Disease processes underlying development of End Stage Renal Disease (ESRD) in Type 1 Diabetes (T1D) are manifested by a relentlessly progressive renal decline that begins while renal function is normal. Despite significant gains in detailed knowledge of the process's manifestations, greater knowledge of its underlying mechanism(s) is desperately needed so new interventions to interrupt or retard it early can be developed. Reliable biomarkers that reflect early renal decline are needed to assess the effectiveness of interventions implemented at the early stage of renal decline. The development of high throughput technologies to analyze biospecimens creates opportunities to identify novel biomarkers that reflect disease progress very closely and, therefore, may serve as surrogates for ESRD as the endpoint. Moreover, the physiologic nature of such specific biomarkers of the processes underlying early progressive renal decline may point to new therapeutic targets. In the 1st stage of this proposal we will employ the high-throughput platform SOMASCAN which measures 1129 proteins to identify candidate proteins in plasma using specimens from well-characterized T1D patients who were followed for 8-15 years in the Joslin Proteinuria Study (P.I. AS Krolewski).
The specific aims for this stage are: 1). Perform global proteomic analysis using SOMASCAN measurements in serial plasma specimens obtained during the initial 2-4 years follow-up of the Joslin Proteinuria Study (200 patients and 600 measurements); 2). Calculate changes in each protein and identify for which proteins the change differs between decliners and non-decliners. Then, for the subset of proteins that differed, evaluate among the decliners the relation between the change and 1) time to onset of ESRD and 2) long-term eGFR slope. From this we can determine which protein changes are sufficiently predictive to be candidates surrogate end-points. In the 2nd stage of this proposal will seek to validate the protein changes that emerge from the 1st stage (8-12 proteins) as candidate surrogate end-points in the 3-year PERL clinical trial, which aims to evaluate the effectiveness of Allopurinol in preventing/slowing GFR loss in T1D.

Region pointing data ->

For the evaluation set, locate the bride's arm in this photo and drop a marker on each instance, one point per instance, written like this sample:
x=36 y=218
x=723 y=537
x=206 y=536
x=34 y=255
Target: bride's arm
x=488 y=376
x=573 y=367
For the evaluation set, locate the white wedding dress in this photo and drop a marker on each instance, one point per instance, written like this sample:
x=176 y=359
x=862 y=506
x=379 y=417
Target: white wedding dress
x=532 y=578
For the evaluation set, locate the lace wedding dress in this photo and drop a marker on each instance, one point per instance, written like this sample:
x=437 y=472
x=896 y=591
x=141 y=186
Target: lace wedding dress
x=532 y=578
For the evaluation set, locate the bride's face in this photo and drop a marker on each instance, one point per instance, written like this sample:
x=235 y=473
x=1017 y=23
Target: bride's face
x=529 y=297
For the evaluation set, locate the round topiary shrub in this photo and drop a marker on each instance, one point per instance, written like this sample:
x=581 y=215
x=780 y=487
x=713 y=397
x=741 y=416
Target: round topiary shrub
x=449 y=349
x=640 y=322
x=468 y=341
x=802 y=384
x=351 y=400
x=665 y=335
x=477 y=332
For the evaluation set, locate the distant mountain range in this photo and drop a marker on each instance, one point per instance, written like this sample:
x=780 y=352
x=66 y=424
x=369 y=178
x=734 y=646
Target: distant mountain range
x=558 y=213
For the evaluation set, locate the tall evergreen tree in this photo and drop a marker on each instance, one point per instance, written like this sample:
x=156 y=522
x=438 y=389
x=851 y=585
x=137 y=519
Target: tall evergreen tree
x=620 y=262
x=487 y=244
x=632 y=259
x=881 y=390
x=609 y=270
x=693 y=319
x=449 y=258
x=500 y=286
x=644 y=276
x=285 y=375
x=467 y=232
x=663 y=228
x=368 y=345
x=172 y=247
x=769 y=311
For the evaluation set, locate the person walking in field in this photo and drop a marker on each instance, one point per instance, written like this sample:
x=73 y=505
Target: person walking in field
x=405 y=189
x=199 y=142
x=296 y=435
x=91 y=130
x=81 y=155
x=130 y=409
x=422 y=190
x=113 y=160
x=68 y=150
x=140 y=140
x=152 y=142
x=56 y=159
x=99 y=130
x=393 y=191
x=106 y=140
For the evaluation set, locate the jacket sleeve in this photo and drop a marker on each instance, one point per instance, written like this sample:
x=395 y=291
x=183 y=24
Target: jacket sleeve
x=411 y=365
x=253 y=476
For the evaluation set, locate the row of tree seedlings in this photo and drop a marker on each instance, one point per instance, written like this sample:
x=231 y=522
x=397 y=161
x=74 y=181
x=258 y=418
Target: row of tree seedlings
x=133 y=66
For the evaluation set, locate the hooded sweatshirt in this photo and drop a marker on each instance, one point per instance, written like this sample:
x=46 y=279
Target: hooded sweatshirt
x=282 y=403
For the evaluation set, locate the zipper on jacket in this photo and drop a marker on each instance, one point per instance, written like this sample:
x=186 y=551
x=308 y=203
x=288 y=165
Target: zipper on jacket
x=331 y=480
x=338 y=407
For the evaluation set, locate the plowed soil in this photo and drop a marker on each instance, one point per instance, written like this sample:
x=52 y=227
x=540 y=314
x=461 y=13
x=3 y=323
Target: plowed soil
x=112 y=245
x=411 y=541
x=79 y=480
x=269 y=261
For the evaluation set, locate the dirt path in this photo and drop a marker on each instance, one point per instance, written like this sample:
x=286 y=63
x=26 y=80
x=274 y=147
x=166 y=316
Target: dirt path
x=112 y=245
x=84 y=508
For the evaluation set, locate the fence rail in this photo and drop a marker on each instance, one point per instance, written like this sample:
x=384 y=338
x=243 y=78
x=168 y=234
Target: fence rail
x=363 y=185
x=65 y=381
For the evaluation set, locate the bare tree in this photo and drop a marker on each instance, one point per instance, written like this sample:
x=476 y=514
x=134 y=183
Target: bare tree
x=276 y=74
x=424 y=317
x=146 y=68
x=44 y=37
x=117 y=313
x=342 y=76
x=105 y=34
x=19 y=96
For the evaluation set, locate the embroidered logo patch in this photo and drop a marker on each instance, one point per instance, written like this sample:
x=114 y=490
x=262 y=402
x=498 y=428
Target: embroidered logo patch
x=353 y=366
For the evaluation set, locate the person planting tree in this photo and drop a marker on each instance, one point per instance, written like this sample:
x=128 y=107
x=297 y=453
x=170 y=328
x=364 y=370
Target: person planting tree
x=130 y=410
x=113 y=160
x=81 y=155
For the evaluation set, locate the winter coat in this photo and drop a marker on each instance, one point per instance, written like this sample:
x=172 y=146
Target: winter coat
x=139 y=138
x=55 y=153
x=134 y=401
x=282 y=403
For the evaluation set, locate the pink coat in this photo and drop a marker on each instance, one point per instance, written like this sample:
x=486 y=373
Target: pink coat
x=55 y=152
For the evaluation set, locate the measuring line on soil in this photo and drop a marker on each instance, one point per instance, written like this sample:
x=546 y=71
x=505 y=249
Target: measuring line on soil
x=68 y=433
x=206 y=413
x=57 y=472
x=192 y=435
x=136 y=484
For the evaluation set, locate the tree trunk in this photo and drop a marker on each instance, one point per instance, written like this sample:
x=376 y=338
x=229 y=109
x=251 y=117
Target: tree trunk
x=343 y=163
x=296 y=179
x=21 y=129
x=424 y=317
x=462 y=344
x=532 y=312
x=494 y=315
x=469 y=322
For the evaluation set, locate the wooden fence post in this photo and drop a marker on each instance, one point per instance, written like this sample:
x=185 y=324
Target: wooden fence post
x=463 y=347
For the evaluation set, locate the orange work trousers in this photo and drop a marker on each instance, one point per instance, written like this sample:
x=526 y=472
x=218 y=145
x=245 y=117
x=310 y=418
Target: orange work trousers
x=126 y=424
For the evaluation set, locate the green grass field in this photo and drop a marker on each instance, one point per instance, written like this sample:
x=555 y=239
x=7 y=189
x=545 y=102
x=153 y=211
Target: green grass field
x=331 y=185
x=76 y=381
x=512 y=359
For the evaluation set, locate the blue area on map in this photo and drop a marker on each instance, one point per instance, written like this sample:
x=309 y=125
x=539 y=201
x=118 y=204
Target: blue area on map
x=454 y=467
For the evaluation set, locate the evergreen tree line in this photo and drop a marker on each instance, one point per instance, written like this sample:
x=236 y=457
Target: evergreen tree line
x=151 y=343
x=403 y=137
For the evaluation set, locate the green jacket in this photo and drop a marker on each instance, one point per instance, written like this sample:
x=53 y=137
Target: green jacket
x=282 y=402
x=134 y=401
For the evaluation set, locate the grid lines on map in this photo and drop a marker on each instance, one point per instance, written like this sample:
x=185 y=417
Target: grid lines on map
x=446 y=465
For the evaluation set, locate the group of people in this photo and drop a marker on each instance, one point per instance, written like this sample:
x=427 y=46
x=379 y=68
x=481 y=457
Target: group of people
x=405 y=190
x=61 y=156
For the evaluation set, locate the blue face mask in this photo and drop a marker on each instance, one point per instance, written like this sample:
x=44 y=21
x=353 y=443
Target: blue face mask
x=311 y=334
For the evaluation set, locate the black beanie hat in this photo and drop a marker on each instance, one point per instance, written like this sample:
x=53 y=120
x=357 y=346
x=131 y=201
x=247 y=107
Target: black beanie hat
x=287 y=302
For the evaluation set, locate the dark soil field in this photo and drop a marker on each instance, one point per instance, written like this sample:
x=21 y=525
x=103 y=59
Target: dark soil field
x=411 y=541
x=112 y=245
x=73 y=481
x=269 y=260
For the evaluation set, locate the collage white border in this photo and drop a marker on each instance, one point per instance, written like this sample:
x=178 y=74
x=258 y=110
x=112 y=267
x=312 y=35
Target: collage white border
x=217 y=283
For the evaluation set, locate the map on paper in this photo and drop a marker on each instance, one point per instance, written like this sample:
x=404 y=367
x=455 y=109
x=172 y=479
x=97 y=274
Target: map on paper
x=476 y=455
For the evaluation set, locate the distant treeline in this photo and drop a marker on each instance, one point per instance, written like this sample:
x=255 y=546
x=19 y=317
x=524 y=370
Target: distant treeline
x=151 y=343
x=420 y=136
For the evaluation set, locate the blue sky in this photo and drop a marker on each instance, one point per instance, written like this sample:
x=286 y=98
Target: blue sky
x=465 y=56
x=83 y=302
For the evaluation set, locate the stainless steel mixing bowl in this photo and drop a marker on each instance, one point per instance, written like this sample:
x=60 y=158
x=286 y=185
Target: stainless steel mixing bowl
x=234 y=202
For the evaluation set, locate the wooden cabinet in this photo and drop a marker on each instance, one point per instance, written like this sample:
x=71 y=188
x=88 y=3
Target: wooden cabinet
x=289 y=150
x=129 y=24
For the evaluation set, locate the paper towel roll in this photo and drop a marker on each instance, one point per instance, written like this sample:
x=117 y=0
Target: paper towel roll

Problem set ->
• a. List every length of time given in the renal decline proposal, and say what each one refers to.
• b. Continue the renal decline proposal from its last sentence.
These lines have no connection to the renal decline proposal.

Outputs in order ->
• a.
- 8-15 years: how long the T1D patients in the Joslin Proteinuria Study were followed
- 2-4 years: the initial follow-up of the Joslin Proteinuria Study, during which the serial plasma specimens were obtained
- 3 years: the length of the PERL clinical trial

• b.
Specific aims for this stage are: 1). In plasma from the 250 patients enrolled in the placebo arm, we will assay (ELISA/LUMINEX) the concentration of proteins identified in the 1st stage using samples obtained at 0, 18, and 36 months. The correlation of a protein's change with the GFR slope determined during the trial by serial measurements of iohexol clearance (iGFR), a gold standard measure of renal function, will measure its potential as a surrogate for measured renal function. 2). In plasma from the 250 patients enrolled in the Allopurinol arm of the trial, we will repeat the procedure performed in placebo patients. Comparison of a protein's change in treated and placebo patients will measure the effect of Allopurinol on it as a surrogate end-point and reveal how accurately the effect of Allopurinol treatment on GFR loss could be determined by the putative surrogate end-points.
In this proposal we will employ the high-throughput platform SOMASCAN which measures 1129 proteins to identify candidate proteins in plasma that can be used as surrogate end-points for early progressive renal decline in Type 1 diabetes. We will use plasma specimens from well-characterized Type 1 diabetic patients who were followed for 8-15 years in the Joslin Proteinuria Study to identify candidate surrogate end-points. These candidates will be validated in in the 3-year PERL clinical trial, which aims to evaluate the effectiveness of Allopurinol in preventing/slowing GFR loss in Type 1 diabetes.